Work required: In the issue thread below, which logger's DEBUG statements does the debug.log file contain?

Document segment:
= Beginning of Section =

Console log of the issue

See attached logs. The debug.log file contains DEBUG log statements for the 'azure.iot.device' logger. azure_error_summary.log azure_error_debug.log

dsburns commented 4 months ago

Bump

cartertinney commented 4 months ago

@dsburns

Can you tell me a bit more about your use case?

1) Are you using IoTHub or IoT Edge? 2) What type of authentication are you using (Connection String?) 3) Are you specifying a sastoken_ttl value when you create your client? 4) If using IoTHub, are you using a Gateway v1 Hub, or a Gateway v2 Hub?

= End of Section =

Given records:
= Beginning of Section =

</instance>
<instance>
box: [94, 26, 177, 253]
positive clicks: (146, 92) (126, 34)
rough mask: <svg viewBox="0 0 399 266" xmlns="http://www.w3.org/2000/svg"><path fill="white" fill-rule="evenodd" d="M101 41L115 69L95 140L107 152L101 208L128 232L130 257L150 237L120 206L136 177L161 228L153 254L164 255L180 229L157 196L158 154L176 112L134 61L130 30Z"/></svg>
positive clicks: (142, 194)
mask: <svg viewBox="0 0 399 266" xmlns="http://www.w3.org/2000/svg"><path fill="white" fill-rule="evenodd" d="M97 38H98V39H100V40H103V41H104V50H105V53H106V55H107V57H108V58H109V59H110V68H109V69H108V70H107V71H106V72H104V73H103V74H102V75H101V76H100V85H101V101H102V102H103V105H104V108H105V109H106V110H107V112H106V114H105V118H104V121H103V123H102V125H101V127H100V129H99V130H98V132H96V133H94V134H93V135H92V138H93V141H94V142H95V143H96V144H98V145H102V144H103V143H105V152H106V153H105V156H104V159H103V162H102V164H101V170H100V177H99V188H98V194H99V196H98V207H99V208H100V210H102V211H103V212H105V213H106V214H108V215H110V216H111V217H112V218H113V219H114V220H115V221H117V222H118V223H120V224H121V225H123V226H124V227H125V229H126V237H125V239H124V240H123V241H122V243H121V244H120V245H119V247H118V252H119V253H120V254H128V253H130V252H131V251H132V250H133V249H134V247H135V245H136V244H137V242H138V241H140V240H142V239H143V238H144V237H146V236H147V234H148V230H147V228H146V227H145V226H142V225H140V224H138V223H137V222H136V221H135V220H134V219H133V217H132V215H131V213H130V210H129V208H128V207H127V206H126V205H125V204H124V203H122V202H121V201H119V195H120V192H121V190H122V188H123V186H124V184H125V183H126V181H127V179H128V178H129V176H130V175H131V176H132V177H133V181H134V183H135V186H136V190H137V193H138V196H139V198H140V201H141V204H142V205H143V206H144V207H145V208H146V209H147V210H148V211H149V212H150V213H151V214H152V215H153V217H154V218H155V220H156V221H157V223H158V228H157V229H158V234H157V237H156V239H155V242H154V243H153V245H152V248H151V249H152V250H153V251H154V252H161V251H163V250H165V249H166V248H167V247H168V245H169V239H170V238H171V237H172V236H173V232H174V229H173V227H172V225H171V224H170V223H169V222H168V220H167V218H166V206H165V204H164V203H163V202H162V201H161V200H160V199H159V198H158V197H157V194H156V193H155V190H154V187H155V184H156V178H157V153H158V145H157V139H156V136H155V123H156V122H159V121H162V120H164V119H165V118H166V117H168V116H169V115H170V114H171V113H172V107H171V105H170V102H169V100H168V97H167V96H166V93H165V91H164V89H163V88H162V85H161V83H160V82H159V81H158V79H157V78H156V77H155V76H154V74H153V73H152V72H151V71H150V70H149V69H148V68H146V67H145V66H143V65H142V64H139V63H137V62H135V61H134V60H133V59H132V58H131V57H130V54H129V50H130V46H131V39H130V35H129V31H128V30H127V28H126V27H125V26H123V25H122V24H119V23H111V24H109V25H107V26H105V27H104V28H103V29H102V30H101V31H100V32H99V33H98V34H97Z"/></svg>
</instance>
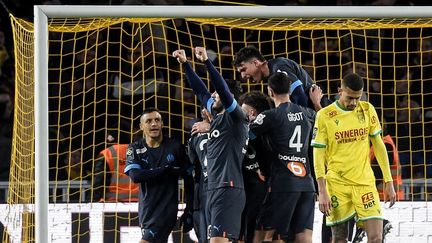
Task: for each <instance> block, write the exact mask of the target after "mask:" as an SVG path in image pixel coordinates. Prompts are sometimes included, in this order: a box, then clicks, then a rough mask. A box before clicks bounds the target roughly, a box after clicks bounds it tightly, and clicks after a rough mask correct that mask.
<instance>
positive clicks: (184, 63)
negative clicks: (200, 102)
mask: <svg viewBox="0 0 432 243" xmlns="http://www.w3.org/2000/svg"><path fill="white" fill-rule="evenodd" d="M173 57H175V58H177V61H178V62H179V63H181V64H183V67H184V68H185V73H186V79H187V80H188V83H189V85H190V86H191V88H192V89H193V91H194V92H195V95H196V96H197V97H198V99H199V101H200V102H201V104H202V105H205V106H206V108H207V109H208V110H211V103H212V102H213V99H211V94H210V92H208V90H207V87H206V86H205V84H204V82H203V81H202V80H201V78H200V77H199V76H198V75H197V74H196V73H195V71H194V70H193V68H192V66H191V65H190V63H189V62H188V61H187V58H186V53H185V51H184V50H177V51H174V52H173Z"/></svg>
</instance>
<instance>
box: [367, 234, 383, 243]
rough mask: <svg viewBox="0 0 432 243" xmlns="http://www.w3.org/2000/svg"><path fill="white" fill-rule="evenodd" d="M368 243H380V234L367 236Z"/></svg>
mask: <svg viewBox="0 0 432 243" xmlns="http://www.w3.org/2000/svg"><path fill="white" fill-rule="evenodd" d="M367 237H368V242H369V243H381V242H382V234H380V233H379V232H376V233H370V234H368V235H367Z"/></svg>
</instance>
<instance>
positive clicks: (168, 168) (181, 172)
mask: <svg viewBox="0 0 432 243" xmlns="http://www.w3.org/2000/svg"><path fill="white" fill-rule="evenodd" d="M165 171H166V172H168V173H169V174H171V175H175V176H178V175H180V174H181V173H182V169H181V167H179V166H174V165H171V164H169V165H165Z"/></svg>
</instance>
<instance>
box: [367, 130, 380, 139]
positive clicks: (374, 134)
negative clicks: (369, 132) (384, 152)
mask: <svg viewBox="0 0 432 243" xmlns="http://www.w3.org/2000/svg"><path fill="white" fill-rule="evenodd" d="M379 134H381V130H378V131H376V132H374V133H372V134H371V135H369V136H371V137H375V136H376V135H379Z"/></svg>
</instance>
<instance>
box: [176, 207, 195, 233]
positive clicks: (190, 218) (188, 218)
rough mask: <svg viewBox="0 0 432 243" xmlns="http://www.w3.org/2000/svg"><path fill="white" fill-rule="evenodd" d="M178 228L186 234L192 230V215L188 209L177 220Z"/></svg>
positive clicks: (192, 221) (190, 211)
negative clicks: (179, 228)
mask: <svg viewBox="0 0 432 243" xmlns="http://www.w3.org/2000/svg"><path fill="white" fill-rule="evenodd" d="M179 226H180V228H183V229H182V232H183V233H187V232H189V231H191V230H192V228H193V215H192V212H191V211H190V210H188V209H185V211H184V212H183V214H182V216H181V217H180V219H179Z"/></svg>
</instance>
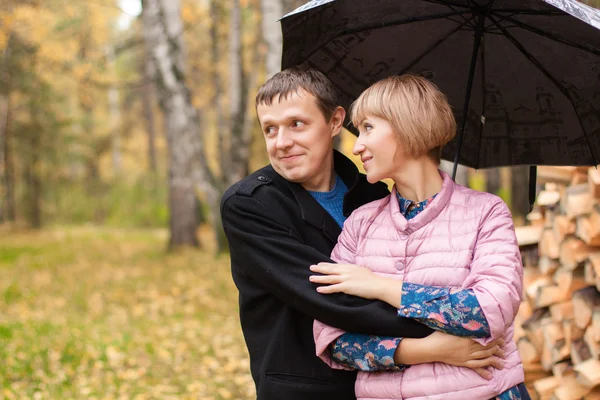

= End of Section =

Answer section: The 'azure.iot.device' logger.